» **SHORT TASK**
Give the listing as a two-column CSV with the header label_text,coords, starting with the line that contains "- **Locate**: the wrinkled plastic" and going on through the line that contains "xmin=198 ymin=122 xmax=253 ymax=165". Write one row for each text and its answer, with each value in a single quoted field and line breaks replaced by spaces.

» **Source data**
◆ ◆ ◆

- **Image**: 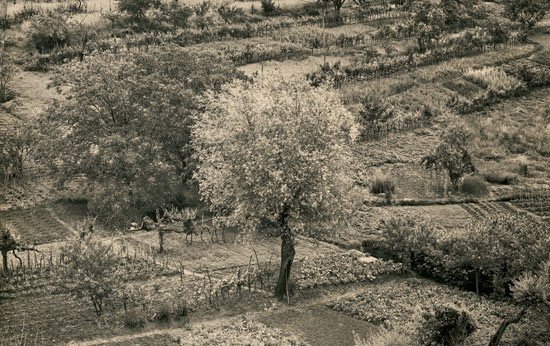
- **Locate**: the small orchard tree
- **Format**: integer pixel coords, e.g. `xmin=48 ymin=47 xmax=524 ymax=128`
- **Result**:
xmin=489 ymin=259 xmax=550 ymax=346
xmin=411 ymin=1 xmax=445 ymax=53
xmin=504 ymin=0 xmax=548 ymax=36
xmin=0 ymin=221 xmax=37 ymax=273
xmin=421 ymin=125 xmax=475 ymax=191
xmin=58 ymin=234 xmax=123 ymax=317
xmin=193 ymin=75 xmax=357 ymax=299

◆ ◆ ◆

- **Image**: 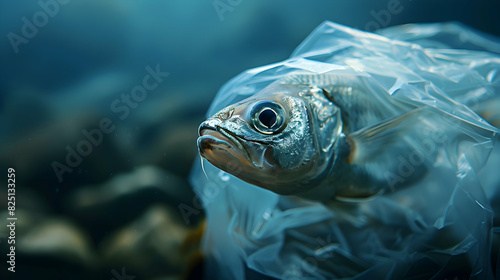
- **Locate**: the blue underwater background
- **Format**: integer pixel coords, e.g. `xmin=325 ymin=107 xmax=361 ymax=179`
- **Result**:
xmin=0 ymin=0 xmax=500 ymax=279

◆ ◆ ◆

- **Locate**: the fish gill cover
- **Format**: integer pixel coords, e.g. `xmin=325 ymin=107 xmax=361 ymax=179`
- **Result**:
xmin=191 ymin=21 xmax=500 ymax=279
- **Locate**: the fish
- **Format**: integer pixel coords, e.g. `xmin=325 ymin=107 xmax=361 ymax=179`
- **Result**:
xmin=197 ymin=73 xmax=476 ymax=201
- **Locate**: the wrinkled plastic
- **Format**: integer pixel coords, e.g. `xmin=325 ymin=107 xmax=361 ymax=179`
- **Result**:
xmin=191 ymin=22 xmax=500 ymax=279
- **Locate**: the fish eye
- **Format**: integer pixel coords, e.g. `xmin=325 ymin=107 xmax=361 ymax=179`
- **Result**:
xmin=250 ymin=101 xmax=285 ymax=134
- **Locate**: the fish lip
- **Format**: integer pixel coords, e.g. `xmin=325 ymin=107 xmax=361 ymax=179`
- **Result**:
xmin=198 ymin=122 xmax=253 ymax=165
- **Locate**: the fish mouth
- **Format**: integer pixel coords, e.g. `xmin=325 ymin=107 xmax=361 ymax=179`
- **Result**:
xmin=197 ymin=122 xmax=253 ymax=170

◆ ◆ ◆

» **SOLUTION TO THE EXERCISE**
label_text,coords
"- **Locate**: the wrinkled plastic - **Format**: integer pixel coords, e.g. `xmin=325 ymin=107 xmax=361 ymax=179` - **Result**:","xmin=191 ymin=22 xmax=500 ymax=279"
"- **Locate**: the fish eye - **Format**: integer pixel coords, e.g. `xmin=325 ymin=107 xmax=361 ymax=179` - **Result**:","xmin=250 ymin=101 xmax=285 ymax=134"
"- **Locate**: the fish lip - **Format**: integer pixel coords, e.g. `xmin=325 ymin=107 xmax=361 ymax=179` - **Result**:","xmin=198 ymin=122 xmax=253 ymax=165"